WORK REQUEST: Nothing before the line containing "Identify a point on each instance of the small" should appear; please restate that line and every later line word for word through the end of the listing.

DATA RECORDS:

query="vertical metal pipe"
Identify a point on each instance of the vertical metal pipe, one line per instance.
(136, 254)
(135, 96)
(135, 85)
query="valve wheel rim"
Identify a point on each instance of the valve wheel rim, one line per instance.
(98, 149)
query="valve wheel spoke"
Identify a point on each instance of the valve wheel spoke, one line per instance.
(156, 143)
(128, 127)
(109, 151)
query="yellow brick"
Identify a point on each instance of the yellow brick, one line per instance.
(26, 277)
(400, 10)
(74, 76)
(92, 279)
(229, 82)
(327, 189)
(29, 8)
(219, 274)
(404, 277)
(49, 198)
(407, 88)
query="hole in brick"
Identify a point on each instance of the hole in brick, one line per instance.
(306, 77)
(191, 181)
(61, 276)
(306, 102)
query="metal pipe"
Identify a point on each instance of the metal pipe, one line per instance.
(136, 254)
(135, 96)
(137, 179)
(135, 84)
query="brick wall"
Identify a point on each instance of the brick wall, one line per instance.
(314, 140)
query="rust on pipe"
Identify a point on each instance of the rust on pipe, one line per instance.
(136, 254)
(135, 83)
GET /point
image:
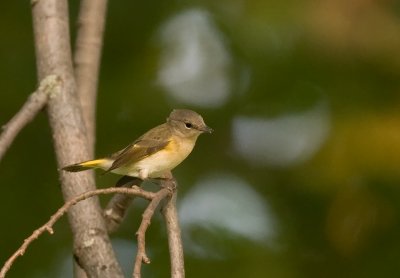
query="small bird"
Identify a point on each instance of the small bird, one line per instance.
(156, 152)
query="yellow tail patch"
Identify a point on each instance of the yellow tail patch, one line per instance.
(86, 165)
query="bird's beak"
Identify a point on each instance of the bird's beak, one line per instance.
(206, 129)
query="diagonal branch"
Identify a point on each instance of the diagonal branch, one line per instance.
(92, 245)
(50, 85)
(141, 256)
(116, 208)
(136, 191)
(170, 214)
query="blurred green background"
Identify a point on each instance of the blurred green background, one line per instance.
(300, 177)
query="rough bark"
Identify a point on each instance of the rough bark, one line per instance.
(92, 246)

WORKED SOLUTION:
Identify a point on each instance of the small bird, one line per instance.
(156, 152)
query="yellow tail patch"
Identify a point on each instance of the yellow tail patch, one line per instance.
(86, 165)
query="bird's beak"
Identify a point on each instance of the bird's beak, one line per instance.
(206, 129)
query="diagonal branch"
Identify a point on each instance of the diagonal branch, one line per instance.
(92, 245)
(50, 85)
(141, 256)
(116, 208)
(136, 191)
(170, 214)
query="blurred green background"
Identify a point on each instance of the blurred green background, one line per instance.
(300, 177)
query="rough bark"
Identify a point on each instance of the rough bark, one line per instance.
(92, 246)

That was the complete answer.